====== DATA FOR ANALYSIS
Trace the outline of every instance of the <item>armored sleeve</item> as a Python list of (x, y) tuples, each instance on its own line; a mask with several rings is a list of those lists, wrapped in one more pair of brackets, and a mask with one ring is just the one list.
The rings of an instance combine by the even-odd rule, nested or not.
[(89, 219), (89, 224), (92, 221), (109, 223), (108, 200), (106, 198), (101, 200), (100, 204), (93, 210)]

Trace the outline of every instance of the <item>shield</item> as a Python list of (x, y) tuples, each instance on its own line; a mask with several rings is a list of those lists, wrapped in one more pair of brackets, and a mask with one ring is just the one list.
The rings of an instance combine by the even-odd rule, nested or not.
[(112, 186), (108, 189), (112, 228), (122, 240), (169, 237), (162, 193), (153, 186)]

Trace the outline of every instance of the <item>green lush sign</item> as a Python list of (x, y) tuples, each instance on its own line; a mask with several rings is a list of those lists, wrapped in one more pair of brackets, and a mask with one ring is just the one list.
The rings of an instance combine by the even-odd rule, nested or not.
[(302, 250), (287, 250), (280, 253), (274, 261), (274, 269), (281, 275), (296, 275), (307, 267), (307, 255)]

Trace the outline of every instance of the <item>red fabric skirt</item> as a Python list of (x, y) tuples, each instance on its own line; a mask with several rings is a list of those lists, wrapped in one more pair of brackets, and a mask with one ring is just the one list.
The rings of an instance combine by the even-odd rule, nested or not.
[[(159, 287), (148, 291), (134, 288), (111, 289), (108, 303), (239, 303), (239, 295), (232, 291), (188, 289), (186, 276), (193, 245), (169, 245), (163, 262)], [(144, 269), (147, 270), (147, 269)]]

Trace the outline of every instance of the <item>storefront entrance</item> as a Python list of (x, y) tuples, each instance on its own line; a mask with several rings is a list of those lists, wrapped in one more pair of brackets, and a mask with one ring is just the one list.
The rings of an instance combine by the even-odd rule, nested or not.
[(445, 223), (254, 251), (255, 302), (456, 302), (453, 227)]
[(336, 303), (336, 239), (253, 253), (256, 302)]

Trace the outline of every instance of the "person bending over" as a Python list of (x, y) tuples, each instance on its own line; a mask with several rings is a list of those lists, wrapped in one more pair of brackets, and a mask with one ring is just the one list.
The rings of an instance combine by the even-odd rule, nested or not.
============
Transcribe the entries above word for word, from the first line through the line containing "Trace the outline of every instance of the <item>red", and nothing else.

Trace the outline of every instance of the <item>armored sleeve</item> as a Python list of (x, y) tuples, each instance on its own line; a mask with several rings is a list of those lists, wrapped in one more pair of brackets, and a mask with one ring is just the one list.
The rings of an instance combine by the even-odd rule, nested or not.
[(89, 219), (89, 224), (92, 221), (109, 223), (108, 200), (106, 198), (101, 200), (100, 204), (93, 210)]

Trace the outline of every instance of the <item>shield</item> as a Python list of (x, y) tuples, each instance on its own line; a mask with several rings is a list of those lists, wrapped in one more pair of brackets, and a mask with one ring is just the one list.
The rings of an instance combine by the even-odd rule, nested or not.
[(112, 186), (108, 189), (112, 228), (122, 240), (169, 237), (162, 193), (153, 186)]

Trace the outline of every instance of the <item>green lush sign</item> as a Python list of (x, y) tuples, each instance on its own line; a mask with several rings is a list of those lists, wrapped in one more pair of brackets, and a mask with one ring is just the one list.
The rings of an instance combine by the even-odd rule, nested or not.
[(302, 250), (287, 250), (280, 253), (274, 261), (274, 269), (281, 275), (296, 275), (307, 267), (307, 255)]

Trace the outline of every instance of the <item>red fabric skirt</item> as a Python list of (x, y) tuples, each instance on its own line; a mask with several rings is a list of those lists, wrapped in one more pair of brackets, and a mask with one ring is just the one list.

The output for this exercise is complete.